COMPITO ASSEGNATO A
Filtri le voci riportate più avanti, trascrivendo ogni riga che contiene la parola "blue".

ESTRATTO SELEZIONATO
┏━━

Cerridwen o Kerridwen (si pronuncia Kerriduen) è una delle più antiche divinità del mondo celtico, dea del fuoco che alimenta la coscienza trascendente nel suo calderone magico. Come la greca Demetra e l’egizia Iside è grande fonte d’ispirazione dell’intelligenza e della conoscenza, il fuoco della luce interiore. Tuttavia porta con sé anche degli aspetti oscuri e violenti che ritroviamo nella dimensione della Natura. Il lato ombroso, un po’ ambiguo di Cerridwen si trova nelle descrizioni come donna “bella e spaventosa” ma anche di “strega sorridente”. A dimostrazione delle conoscenze magiche e divinatorie. In una duplice dimensione di luce e ombra, nascita e morte soprattutto in senso spirituale.

Figure del genere sono presenti in tutte le antiche tradizione europee, c’è un flusso suggestivo che attraversa i territori del vecchio continente e si intreccia nel folklore e nelle leggende popolari come quella della Janara della tradizione di Benevento.

Non è divina ma è una figura femminile che aveva conoscenze di erboristeria e arti magiche e come tale, è una donna carica di contraddizioni, portatrice di bene e male. Nella tradizione contadina la Janara è quasi sempre una figura malefica. Secondo la tradizione, infatti, bisognava posizionare davanti alla porta una scopa capovolta o un sacchetto con grani di sale così lei li avrebbe contati fino al sorgere dell’alba, quando la luce, sua nemica, l’avrebbe costretta a scappare, lasciando tranquilli gli abitanti di quella casa.

┗━━

COMPITO ASSEGNATO B
Riprenda il brano su Cerridwen e la Janara e ne scriva il seguito a partire dall'ultima frase.

MATERIALI FORNITI
┏━━

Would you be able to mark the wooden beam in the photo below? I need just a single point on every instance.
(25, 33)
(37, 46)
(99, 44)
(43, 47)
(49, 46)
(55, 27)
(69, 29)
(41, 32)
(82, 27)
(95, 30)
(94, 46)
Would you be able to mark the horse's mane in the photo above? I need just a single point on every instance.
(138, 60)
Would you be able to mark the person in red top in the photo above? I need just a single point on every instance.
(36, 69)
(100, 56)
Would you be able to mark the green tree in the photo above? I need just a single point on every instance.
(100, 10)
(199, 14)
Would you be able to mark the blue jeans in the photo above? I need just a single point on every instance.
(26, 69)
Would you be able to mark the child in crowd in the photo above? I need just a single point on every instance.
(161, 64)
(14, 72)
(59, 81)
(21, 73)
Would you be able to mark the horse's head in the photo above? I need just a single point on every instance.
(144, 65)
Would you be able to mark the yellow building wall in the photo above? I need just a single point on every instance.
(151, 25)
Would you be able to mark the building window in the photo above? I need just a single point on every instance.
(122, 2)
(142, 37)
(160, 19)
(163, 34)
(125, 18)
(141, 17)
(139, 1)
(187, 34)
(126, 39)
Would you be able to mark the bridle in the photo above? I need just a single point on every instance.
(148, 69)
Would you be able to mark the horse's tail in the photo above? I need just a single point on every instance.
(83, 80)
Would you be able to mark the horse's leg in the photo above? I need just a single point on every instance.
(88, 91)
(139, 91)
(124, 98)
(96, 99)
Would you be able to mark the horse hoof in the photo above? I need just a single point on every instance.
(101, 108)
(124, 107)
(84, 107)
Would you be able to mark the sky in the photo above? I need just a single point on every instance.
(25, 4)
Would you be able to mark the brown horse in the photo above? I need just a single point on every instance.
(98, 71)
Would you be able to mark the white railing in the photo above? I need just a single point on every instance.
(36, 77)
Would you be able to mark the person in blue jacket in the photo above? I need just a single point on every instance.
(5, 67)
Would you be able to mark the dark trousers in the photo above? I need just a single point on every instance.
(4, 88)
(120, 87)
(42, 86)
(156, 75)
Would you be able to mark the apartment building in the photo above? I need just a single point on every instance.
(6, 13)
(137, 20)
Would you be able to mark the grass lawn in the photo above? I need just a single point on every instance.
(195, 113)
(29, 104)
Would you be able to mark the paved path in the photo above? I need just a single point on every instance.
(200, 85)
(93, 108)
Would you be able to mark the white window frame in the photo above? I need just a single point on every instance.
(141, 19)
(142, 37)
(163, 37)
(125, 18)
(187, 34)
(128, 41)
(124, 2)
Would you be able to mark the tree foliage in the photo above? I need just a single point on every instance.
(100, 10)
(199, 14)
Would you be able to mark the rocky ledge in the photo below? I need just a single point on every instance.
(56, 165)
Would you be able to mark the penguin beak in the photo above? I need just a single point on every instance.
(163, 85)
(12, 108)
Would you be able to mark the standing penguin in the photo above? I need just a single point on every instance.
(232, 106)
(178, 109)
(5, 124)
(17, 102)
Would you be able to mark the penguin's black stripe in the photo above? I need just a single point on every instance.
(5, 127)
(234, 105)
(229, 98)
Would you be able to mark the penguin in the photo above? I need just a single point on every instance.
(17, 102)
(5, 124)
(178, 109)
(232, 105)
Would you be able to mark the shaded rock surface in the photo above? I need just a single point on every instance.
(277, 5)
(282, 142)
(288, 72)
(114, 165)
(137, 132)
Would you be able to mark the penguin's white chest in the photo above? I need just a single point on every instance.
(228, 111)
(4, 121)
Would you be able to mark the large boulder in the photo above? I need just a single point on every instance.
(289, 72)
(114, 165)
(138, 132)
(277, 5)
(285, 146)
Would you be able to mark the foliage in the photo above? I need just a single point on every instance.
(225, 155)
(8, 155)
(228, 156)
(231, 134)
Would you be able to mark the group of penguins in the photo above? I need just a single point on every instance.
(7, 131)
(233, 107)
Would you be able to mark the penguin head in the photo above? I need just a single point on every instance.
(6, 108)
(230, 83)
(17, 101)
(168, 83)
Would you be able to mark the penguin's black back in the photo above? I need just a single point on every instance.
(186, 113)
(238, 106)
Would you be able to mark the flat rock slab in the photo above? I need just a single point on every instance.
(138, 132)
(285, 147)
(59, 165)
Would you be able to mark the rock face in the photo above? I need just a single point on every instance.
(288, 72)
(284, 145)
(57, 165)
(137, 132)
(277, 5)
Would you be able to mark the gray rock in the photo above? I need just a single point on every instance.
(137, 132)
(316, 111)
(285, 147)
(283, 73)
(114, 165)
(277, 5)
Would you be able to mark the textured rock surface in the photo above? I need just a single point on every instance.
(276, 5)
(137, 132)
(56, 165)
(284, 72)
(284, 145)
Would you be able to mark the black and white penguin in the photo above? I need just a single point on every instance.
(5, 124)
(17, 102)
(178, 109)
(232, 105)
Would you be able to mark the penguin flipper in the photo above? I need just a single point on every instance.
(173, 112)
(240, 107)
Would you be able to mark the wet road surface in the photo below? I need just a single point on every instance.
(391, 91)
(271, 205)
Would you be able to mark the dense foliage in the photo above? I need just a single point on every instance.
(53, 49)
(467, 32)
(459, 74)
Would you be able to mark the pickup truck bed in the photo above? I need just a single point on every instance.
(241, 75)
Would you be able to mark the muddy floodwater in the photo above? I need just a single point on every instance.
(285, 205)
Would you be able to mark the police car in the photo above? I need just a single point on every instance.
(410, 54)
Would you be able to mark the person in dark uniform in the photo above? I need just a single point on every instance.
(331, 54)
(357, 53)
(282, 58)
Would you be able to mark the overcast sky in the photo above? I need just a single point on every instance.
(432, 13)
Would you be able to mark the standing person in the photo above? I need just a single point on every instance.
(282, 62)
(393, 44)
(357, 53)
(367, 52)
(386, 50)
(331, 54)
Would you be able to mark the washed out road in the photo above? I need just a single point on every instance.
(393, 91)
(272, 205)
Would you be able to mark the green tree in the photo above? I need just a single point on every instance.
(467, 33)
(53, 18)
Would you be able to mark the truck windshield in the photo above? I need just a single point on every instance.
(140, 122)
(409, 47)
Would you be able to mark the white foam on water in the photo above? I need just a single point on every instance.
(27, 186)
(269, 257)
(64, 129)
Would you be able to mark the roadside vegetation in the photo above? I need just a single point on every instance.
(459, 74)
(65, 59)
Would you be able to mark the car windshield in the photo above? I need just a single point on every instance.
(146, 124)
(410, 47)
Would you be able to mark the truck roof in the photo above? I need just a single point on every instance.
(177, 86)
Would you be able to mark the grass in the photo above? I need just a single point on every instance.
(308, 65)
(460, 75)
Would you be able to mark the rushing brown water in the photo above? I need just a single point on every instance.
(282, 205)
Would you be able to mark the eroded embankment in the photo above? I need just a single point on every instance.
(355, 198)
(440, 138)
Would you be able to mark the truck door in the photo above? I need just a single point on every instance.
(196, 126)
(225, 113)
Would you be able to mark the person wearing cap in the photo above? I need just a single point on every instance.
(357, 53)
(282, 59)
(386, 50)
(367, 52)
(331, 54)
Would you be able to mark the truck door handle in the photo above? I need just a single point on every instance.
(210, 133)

┗━━
┏━━

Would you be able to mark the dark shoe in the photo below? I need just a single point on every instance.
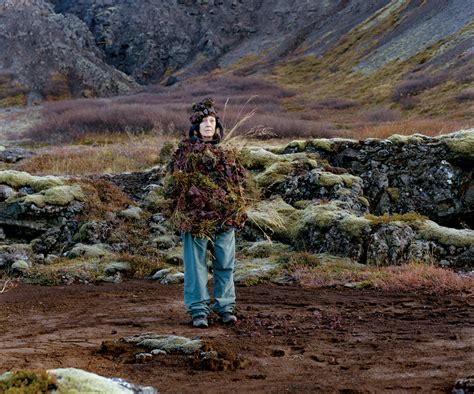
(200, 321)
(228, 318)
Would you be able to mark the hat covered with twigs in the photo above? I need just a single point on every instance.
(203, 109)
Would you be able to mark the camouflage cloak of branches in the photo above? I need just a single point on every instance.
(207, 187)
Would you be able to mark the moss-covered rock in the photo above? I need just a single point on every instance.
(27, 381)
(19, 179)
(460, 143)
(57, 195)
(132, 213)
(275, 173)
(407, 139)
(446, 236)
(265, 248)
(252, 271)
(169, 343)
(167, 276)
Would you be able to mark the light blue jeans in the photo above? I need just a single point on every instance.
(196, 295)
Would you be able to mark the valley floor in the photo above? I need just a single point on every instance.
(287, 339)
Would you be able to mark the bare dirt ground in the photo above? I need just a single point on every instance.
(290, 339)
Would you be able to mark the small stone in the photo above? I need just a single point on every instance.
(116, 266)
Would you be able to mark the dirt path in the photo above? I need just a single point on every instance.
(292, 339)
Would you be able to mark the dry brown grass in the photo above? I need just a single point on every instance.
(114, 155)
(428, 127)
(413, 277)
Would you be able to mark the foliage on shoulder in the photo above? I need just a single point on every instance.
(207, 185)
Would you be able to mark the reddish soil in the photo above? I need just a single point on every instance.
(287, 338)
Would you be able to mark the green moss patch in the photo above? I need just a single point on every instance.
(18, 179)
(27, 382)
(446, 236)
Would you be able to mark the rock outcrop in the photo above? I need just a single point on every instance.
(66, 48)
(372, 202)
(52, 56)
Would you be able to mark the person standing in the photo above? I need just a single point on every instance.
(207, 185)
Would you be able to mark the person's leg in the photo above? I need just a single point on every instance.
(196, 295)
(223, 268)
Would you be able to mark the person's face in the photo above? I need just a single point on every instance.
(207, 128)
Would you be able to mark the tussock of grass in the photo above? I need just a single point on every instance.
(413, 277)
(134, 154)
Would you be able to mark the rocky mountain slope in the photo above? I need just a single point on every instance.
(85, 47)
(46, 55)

┗━━
┏━━

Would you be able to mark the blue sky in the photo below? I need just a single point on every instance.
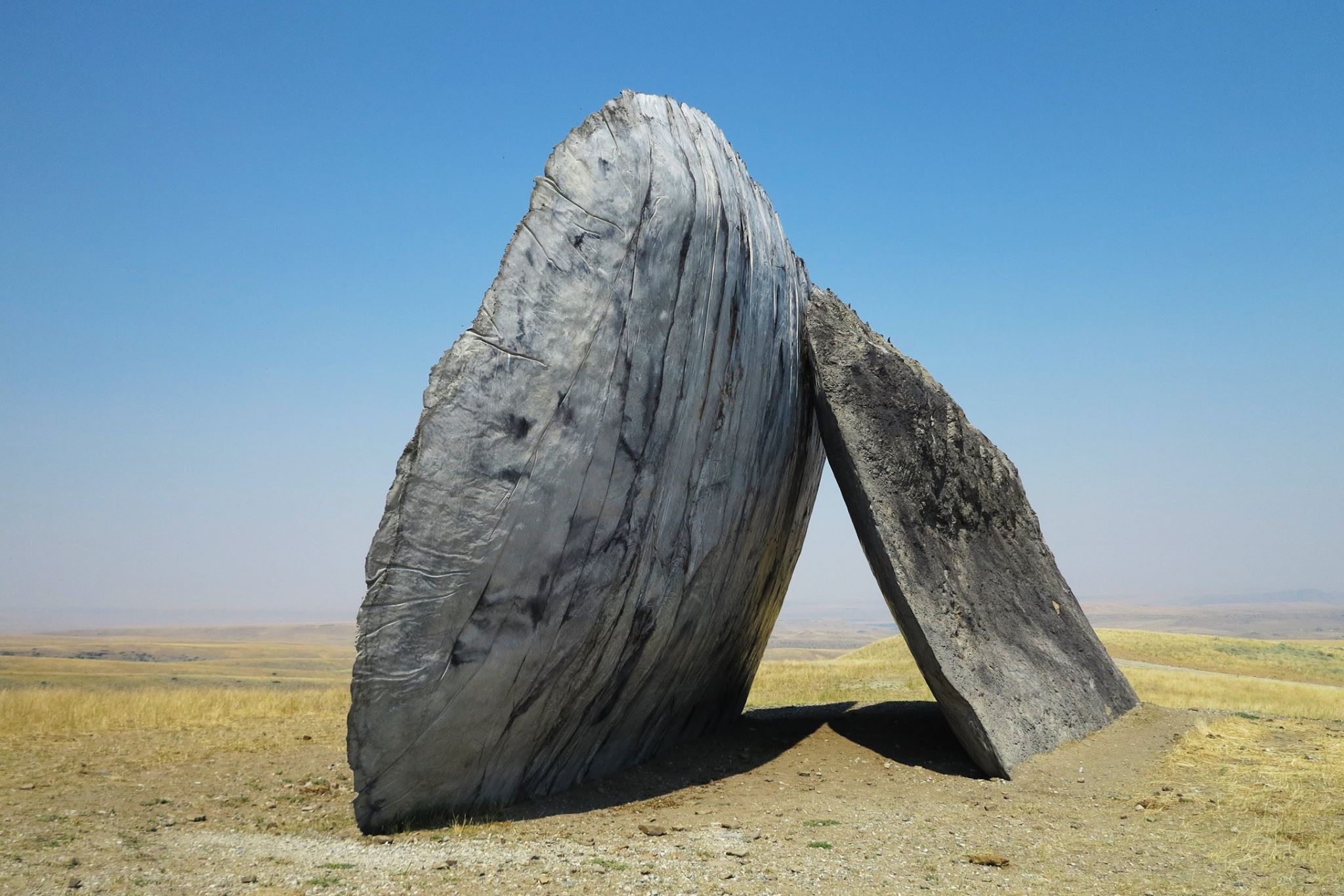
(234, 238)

┗━━

ESITO DEL COMPITO A
Would you be able to mark the blue jeans in the photo above? I need just a single point on every instance.
Would you be able to mark the person in blue jacket in the photo above? I need just a single point on every instance.
Would you be able to mark the light blue jeans in the photo above? I need just a single point on every instance.
Would you be able to mark the blue sky in the photo below? I need just a single point on every instance.

ESITO DEL COMPITO B
Ma questa descrizione negativa risente di un’interpretazione troppo condizionata dal Cristianesimo e da una non corretta descrizione dei riti sabbatici. Il suo nome deriverebbe da Dianara, sacerdotessa di Diana o secondo altri, da Ianua, letteralmente “porta”, quella tra la dimensione fisica e metafisica. In quanto donna dotata di saggezza, esiste anche una forma positiva della Janara, dove ritroviamo benedizione, guarigione e benessere spirituale.

E se provassimo ad immaginare una somiglianza tra Cerridwen e la Janara? Entrambe dotate di saggezza, espressione di luce e oscurità, dell’intreccio del bene e del male, del sottosopra tra materia e spirito. Può darsi che la nostra sia solo una suggestione, ma chi ci può vietare di intraprendere percorsi ancora non battuti?